═════ Rows ═════

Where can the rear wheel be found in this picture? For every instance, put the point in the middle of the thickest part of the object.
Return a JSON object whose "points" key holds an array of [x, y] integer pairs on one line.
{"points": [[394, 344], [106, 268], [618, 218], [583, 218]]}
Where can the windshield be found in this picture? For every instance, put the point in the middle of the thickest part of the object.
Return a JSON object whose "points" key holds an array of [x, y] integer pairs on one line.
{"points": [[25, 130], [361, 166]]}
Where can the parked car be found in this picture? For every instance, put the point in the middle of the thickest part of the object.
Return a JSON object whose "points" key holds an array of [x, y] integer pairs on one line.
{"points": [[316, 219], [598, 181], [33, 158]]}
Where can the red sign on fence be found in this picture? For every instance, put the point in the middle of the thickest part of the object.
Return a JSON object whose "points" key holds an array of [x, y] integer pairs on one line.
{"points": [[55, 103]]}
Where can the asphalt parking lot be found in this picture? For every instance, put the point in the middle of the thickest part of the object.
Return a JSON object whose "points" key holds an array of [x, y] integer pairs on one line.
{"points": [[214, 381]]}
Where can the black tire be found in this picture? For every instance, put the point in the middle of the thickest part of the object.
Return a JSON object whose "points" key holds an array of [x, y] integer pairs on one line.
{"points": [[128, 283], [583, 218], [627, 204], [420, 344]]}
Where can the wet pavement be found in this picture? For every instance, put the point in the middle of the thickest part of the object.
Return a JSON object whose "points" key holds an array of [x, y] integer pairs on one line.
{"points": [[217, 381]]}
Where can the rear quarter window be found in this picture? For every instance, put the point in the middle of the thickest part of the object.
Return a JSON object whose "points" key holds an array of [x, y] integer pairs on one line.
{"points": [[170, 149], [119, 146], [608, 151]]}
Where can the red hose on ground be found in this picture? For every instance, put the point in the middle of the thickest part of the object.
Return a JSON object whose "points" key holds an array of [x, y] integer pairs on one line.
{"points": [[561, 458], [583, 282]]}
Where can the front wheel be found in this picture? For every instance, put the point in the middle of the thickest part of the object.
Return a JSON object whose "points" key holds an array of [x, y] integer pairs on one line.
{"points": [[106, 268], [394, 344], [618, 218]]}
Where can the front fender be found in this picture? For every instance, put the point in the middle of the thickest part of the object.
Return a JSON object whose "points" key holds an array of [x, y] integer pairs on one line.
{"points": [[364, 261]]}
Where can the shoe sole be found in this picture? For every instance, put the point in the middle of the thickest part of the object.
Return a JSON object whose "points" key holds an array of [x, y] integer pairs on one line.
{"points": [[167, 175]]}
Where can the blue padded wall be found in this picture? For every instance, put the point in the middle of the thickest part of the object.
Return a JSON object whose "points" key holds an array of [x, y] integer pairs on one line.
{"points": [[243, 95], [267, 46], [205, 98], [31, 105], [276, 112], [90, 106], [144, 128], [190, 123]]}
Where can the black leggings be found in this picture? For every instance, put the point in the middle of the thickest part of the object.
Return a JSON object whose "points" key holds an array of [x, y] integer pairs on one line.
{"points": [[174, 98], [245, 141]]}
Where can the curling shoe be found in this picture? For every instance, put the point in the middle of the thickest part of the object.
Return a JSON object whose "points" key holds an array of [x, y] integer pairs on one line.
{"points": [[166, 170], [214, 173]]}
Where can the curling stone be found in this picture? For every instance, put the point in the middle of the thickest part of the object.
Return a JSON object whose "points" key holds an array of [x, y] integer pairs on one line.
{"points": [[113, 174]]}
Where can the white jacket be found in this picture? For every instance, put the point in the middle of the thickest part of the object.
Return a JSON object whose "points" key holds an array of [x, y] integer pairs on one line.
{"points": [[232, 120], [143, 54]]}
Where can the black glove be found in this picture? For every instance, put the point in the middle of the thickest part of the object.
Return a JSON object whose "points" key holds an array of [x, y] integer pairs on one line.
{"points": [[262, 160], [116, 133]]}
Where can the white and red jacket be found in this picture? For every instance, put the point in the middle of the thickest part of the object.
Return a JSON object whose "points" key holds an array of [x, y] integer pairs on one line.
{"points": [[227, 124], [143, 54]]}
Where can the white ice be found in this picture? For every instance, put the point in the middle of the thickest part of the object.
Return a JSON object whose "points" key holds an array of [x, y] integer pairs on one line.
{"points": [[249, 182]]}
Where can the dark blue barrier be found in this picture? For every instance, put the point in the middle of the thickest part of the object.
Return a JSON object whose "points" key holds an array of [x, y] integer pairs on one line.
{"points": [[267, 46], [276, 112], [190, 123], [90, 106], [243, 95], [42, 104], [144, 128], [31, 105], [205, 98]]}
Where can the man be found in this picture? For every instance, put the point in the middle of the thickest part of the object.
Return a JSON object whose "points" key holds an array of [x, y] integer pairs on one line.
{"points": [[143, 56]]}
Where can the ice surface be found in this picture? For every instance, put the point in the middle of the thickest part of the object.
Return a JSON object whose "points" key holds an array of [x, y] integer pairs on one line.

═════

## Task
Copy every one of the entries above word for word, with nothing changed.

## Solution below
Where can the rear wheel be found in this picture? For every instance, put the point in the middle of the thickest part of the object.
Return a JSON object whose "points" key holds an array of [x, y] integer pairs on one line.
{"points": [[394, 344], [106, 268], [618, 218], [583, 218]]}
Where can the windshield be found in this picture? For every instance, put the point in the middle of the thickest part of the object.
Return a JSON object whose "points" key holds an array of [x, y] integer pairs on one line.
{"points": [[25, 130], [361, 166]]}
Where can the parked car be found in this picture? For every instance, put the point in the middle of the thickest part of the object.
Return a JSON object whose "points" key holds an array of [x, y] integer pairs on one line.
{"points": [[316, 219], [598, 181], [33, 158]]}
Where can the red sign on fence be found in this picture? For every instance, put the point in the middle of the thickest part of the object.
Return a JSON object whose "points" key holds an array of [x, y] integer pairs on one line.
{"points": [[55, 103]]}
Where can the asphalt parking lot be found in this picture? For every instance, put the point in the middle of the thickest part of the object.
Return a JSON object whose "points" key holds an array of [x, y] integer pairs on one line.
{"points": [[214, 381]]}
Where can the black tire be found in this picture? For every instance, put the point in the middle of the thickest part of the object.
Return a JSON object whose "points" key holds an array of [x, y] integer pairs on one line.
{"points": [[128, 283], [583, 218], [627, 204], [420, 344]]}
Where can the wet pavement be found in this picture? For every instance, put the point in the middle of the thickest part of the object.
Return a JSON object whose "points" key holds an array of [x, y] integer pairs on one line.
{"points": [[217, 381]]}
Where can the rear quarter window be found in this picture? For every instance, put the point in the middle of the thickest part of the object.
Return a JSON object whose "points" key holds an array of [x, y] integer pairs on one line.
{"points": [[170, 149], [119, 146], [608, 151]]}
Where can the red hose on ground be found in this picture? For every instance, put the point in the middle of the thickest part of the object.
Return a JSON object whose "points" key holds an array of [x, y] integer pairs on one line.
{"points": [[561, 458], [583, 282]]}
Where can the front wheel be found in this picture? For every instance, put the point in the middle of the thickest part of the object.
Return a JSON object whose "points" key holds an array of [x, y] integer pairs on one line.
{"points": [[106, 268], [394, 344], [618, 218]]}
Where can the front fender be found in this picture? For every instance, put the point in the middle of the thickest part of the object.
Return a JSON object whose "points" key holds an array of [x, y] integer pairs on one line.
{"points": [[364, 261]]}
Where can the shoe sole be found in this picture? For every instance, put the point in the middle of the thickest part of the object.
Return a JSON object whose "points" key holds an array of [x, y] integer pairs on one line.
{"points": [[167, 175]]}
Where can the blue padded wall be found in this picture? For every instance, put the point in the middle of the thickest part of the object.
Return a JSON object whose "points" key holds an array of [x, y] integer pairs on one line.
{"points": [[243, 95], [267, 46], [205, 98], [31, 105], [276, 112], [90, 106], [144, 128], [190, 123]]}
Where can the black leggings be found in this picture? For every instance, put the point in the middle of the thickest part of the object.
Return a JSON object whose "points" key holds an array of [x, y] integer pairs on one line.
{"points": [[174, 98], [245, 141]]}
Where can the curling shoe be found in this picture? For every instance, put the point in the middle of the thickest part of the object.
Return a JSON object whose "points" key holds an array of [x, y] integer pairs on one line.
{"points": [[166, 170], [214, 173]]}
Where can the curling stone be found in this picture? For every instance, put the point in the middle of the thickest part of the object.
Return a JSON object whose "points" key holds an array of [x, y] integer pairs on one line.
{"points": [[113, 174]]}
Where can the white jacket be found in this picture? For every instance, put the point in the middle of the thickest part of the object.
Return a JSON object whose "points" key holds an array of [x, y] integer pairs on one line.
{"points": [[232, 120], [143, 54]]}
Where can the black glove be found in this picture? For every instance, put the point in the middle of the thickest part of the object.
Return a JSON object whose "points" key holds an array of [x, y] integer pairs on one line.
{"points": [[262, 160], [116, 133]]}
Where can the white and red jacket be found in this picture? For every instance, put the point in the middle of the thickest part of the object.
Return a JSON object whose "points" key holds an array of [x, y] integer pairs on one line.
{"points": [[227, 124], [143, 54]]}
Where can the white ice be found in this picture? For every instance, put the point in the middle of the thickest part of the object.
Return a JSON object whose "points" key holds an array of [x, y] integer pairs on one line.
{"points": [[249, 182]]}
Where can the dark blue barrier be found in this picture? For every instance, put the point in the middle of the thickest part of the object.
Return a JSON object whose "points" key holds an array of [x, y] integer pairs on one line.
{"points": [[267, 46], [276, 112], [190, 123], [90, 106], [243, 95], [42, 104], [144, 128], [31, 105], [205, 98]]}
Where can the man be found in this picture? For every instance, put the point in the middle of the thickest part of the object.
Return a JSON object whose "points" key holds an array of [x, y] integer pairs on one line.
{"points": [[143, 56]]}
Where can the ice surface be found in this picture? For every instance, put the point in the middle of the thickest part of the object.
Return a JSON object whose "points" key holds an array of [x, y] integer pairs on one line.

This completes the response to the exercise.